__Exercise description__:
Write out the records again exactly. Nothing should be dropped.

__Records shown__:
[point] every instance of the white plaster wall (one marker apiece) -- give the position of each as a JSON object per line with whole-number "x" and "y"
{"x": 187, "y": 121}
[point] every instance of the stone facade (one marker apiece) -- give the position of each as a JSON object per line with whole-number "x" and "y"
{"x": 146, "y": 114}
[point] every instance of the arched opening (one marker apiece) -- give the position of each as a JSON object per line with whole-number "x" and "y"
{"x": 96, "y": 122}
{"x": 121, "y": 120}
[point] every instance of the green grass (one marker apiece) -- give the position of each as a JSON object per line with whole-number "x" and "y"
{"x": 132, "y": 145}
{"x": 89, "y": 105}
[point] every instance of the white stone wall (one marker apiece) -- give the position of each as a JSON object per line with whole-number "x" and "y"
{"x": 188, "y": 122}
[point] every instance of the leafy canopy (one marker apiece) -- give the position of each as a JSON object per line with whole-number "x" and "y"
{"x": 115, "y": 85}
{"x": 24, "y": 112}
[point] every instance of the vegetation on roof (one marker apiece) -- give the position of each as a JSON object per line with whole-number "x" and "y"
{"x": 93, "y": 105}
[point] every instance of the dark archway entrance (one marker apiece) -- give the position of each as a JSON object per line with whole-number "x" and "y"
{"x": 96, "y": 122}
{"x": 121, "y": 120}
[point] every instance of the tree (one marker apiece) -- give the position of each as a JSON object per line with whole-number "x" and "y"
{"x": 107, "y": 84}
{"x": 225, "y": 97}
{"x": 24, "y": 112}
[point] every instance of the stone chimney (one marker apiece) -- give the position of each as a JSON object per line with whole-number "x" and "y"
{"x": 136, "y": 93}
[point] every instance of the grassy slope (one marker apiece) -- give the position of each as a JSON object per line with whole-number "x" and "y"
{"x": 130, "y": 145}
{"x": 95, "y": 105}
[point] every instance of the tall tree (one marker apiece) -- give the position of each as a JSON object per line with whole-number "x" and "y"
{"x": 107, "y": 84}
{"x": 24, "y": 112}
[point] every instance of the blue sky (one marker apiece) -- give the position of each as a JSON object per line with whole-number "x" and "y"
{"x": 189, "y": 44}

__Solution to the problem__:
[point] every instance of the white plaster wall (one marker apiece) -- give the position of each as a JSON object per line with whole-number "x" and "y"
{"x": 187, "y": 121}
[point] every instance of the stone facade (one marker apiece) -- give the position of each as a JSON object per line with whole-number "x" and "y"
{"x": 146, "y": 114}
[point] every instance of the arched opening (one marker apiece) -- give the position of each as a JSON object per line with whole-number "x" and "y"
{"x": 96, "y": 122}
{"x": 121, "y": 120}
[point] every instance of the green grass (one marker apiece) -- give the position of each as a JSON object per line with whole-number "x" and "y"
{"x": 132, "y": 145}
{"x": 89, "y": 105}
[point] every instance of the white stone wall (one marker apiece) -- give the position of each as a JSON object per line with whole-number "x" and "y"
{"x": 188, "y": 122}
[point] every instance of the leafy canopy (one marker apiece) -- give the position of each as a JSON object per line with whole-number "x" and "y"
{"x": 115, "y": 85}
{"x": 24, "y": 112}
[point] every instance of the vegetation on roof (one marker apiece) -- give the position of each as a JSON object per line with whole-number "x" and "y"
{"x": 93, "y": 105}
[point] every instance of the dark archway entrance (one marker apiece) -- give the position of each as a JSON object per line with whole-number "x" and "y"
{"x": 96, "y": 122}
{"x": 121, "y": 120}
[point] every instance of the tree (one marker apiece) -- give the position of each as a JSON object per line with whole-number "x" and "y"
{"x": 107, "y": 84}
{"x": 225, "y": 97}
{"x": 24, "y": 112}
[point] every instance of the stone chimney (one marker apiece) -- give the position of each as a JSON object per line with whole-number "x" and "y"
{"x": 136, "y": 93}
[point] every instance of the grassy slope (one marker apiece) -- give the position of each as a JSON object per line with whole-number "x" and "y"
{"x": 130, "y": 145}
{"x": 95, "y": 105}
[point] every instance of the tall tree (one marker apiece) -- give the position of each as a JSON object per line with whole-number "x" and "y"
{"x": 107, "y": 84}
{"x": 24, "y": 112}
[point] every instance of the blue sky (one marker apiece) -- give the position of each as a JSON object per line with whole-number "x" and "y"
{"x": 189, "y": 44}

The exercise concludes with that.